• [Objectif] Modifiez les lignes des enregistrements en commençant à celle qui contient « Practice step: find the blue » et en vous arrêtant après celle qui contient « (1024, 450) ». Remplacez « blue sky » par « clear sky » et recopiez ces seules lignes sans autre changement.

Données extraites d'une collection
□ □ □ □ □ □ □
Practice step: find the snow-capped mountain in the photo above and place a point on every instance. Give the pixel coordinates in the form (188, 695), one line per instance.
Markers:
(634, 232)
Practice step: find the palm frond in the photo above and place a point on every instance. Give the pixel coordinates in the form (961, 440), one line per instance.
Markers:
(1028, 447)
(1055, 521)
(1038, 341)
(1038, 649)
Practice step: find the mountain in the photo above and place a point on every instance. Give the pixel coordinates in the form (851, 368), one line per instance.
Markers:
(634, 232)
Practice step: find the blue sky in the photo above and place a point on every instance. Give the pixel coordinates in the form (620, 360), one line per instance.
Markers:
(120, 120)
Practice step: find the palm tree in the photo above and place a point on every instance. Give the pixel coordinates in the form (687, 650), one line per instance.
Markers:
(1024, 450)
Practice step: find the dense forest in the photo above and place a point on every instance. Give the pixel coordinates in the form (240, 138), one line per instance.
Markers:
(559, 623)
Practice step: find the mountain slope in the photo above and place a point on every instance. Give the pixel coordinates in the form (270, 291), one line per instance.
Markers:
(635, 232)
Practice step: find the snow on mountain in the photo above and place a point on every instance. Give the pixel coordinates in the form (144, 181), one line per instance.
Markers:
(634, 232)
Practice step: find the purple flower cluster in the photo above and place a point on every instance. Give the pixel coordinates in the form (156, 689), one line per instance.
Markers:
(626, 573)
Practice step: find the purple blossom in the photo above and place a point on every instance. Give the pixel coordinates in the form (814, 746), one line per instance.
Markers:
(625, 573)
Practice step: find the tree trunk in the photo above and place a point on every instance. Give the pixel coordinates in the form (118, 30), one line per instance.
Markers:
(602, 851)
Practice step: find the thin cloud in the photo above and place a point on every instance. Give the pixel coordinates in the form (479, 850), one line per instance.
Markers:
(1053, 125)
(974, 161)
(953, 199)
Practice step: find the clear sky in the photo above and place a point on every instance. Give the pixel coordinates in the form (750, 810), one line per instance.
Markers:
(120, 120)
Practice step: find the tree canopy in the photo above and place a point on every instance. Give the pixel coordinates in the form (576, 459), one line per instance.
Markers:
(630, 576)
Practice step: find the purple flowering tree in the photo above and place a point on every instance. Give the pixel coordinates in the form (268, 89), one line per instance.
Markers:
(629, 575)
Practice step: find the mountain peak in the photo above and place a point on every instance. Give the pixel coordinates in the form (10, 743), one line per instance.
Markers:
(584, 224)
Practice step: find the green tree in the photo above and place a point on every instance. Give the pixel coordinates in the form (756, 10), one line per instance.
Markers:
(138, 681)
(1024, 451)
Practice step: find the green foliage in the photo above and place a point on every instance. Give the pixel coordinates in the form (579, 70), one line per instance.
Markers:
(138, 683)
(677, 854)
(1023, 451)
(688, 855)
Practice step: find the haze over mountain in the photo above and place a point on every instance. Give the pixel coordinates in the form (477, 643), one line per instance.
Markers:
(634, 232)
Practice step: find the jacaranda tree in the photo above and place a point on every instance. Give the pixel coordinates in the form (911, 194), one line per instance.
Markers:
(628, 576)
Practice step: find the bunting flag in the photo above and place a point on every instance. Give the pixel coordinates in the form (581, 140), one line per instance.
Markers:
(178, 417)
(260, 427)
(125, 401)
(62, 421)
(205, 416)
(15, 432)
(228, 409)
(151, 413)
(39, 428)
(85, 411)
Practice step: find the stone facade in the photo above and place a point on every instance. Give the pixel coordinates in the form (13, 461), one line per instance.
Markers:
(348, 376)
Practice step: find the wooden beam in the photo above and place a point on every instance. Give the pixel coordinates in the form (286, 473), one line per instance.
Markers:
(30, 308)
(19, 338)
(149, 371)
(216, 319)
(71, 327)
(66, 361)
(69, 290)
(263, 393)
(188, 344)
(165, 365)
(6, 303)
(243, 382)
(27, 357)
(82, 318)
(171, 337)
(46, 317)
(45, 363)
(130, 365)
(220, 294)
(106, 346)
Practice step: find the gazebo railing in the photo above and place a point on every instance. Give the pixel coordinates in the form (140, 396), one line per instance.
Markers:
□ □ □ □ □ □ □
• [Résultat]
Practice step: find the clear sky in the photo above and place a point on every instance. Give the pixel coordinates in the form (620, 360), one line per instance.
Markers:
(120, 120)
Practice step: find the palm tree in the photo above and place a point on every instance. Give the pixel coordinates in the form (687, 650), one line per instance.
Markers:
(1024, 450)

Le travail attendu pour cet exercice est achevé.